Assignment 1 – Rewrite the entries below, swapping "positive clicks" for "foreground clicks" and changing nothing else; omit the pictures.

=-=-=-=-=

# Blackholio Agent Training Visualization

This notebook provides comprehensive visualization and analysis of training runs for Blackholio agents.

## Features
- Load and visualize training logs
- Compare multiple training runs
- Analyze reward progression and learning curves
- Identify training issues and optimization opportunities
- Generate training reports

In [None]:
import numpy as np
import pandas as pd
import matplotlib.pyplot as plt
import seaborn as sns
from pathlib import Path
import json
import glob
from typing import Dict, List, Optional

# Configure plotting
plt.style.use('seaborn-v0_8')
sns.set_palette("husl")
plt.rcParams['figure.figsize'] = (12, 8)
plt.rcParams['font.size'] = 12

print("Training visualization notebook loaded successfully!")

## 1. Load Training Data

Load training logs from TensorBoard or custom logging files.

In [None]:
class TrainingDataLoader:
    def __init__(self, log_dir: str):
        self.log_dir = Path(log_dir)
        
    def load_tensorboard_data(self, experiment_name: str) -> pd.DataFrame:
        """Load data from TensorBoard logs"""

=-=-=-=-=

Assignment 2 – In the Blackholio training visualization notebook, what default figure size is set for plots?

(Source data)
=-=-=-=-=

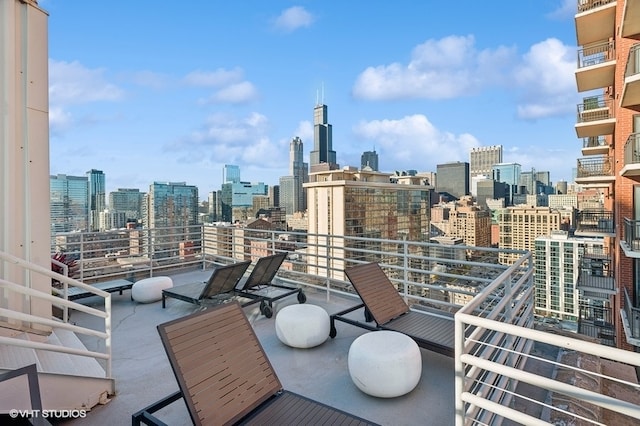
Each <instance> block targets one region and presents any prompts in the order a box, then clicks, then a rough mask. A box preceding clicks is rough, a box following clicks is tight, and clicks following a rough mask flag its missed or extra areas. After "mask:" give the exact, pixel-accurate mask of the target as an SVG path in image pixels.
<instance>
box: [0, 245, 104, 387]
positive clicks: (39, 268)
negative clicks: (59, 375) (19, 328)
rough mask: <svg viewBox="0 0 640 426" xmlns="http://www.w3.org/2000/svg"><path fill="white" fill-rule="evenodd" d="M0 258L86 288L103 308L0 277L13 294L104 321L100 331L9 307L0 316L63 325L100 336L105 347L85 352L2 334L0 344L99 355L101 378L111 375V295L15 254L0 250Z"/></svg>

=-=-=-=-=

Answer section 1 –
Each <instance> block targets one region and presents any prompts in the order a box, then clicks, then a rough mask. A box preceding clicks is rough, a box following clicks is tight, and clicks following a rough mask flag its missed or extra areas. After "mask:" give the exact, pixel-accurate mask of the target as an SVG path in image pixels.
<instance>
box: [0, 245, 104, 387]
foreground clicks: (39, 268)
negative clicks: (59, 375) (19, 328)
rough mask: <svg viewBox="0 0 640 426" xmlns="http://www.w3.org/2000/svg"><path fill="white" fill-rule="evenodd" d="M0 258L86 288L103 308L0 277L13 294L104 321L100 331L9 307L0 316L63 325L100 336L105 347L85 352L2 334L0 344L99 355L101 378L111 375V295L15 254L0 250Z"/></svg>

Answer section 2 – (12, 8)